Your goal = Everything from the line with "Reviewer note: confirm that every instance of the small" down to the last line of the material below must be written out exactly. Leave out all other lines.

Material for this exercise =

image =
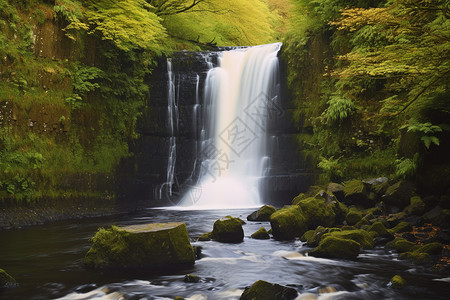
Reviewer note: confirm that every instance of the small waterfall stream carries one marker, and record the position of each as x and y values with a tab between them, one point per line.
240	96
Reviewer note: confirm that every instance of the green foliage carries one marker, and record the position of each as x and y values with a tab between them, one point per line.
331	168
428	130
339	109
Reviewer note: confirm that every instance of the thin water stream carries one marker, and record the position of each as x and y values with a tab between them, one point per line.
47	261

Exercise response =
Reviewer note: confirm that every instance of the small waterfall stream carries one marker, and record the position of each as x and y values with a tab between them, one point per line.
240	96
Reviewer note: confirm that every instance of the green foliage carries one marker, and record the position of each as x and y values with a tab between them, one point per line.
331	168
428	130
339	109
Reviewer note: confirm that every instance of the thin water stream carries one marker, and record the position of each as x and y values with a tab between them, one point per line.
47	261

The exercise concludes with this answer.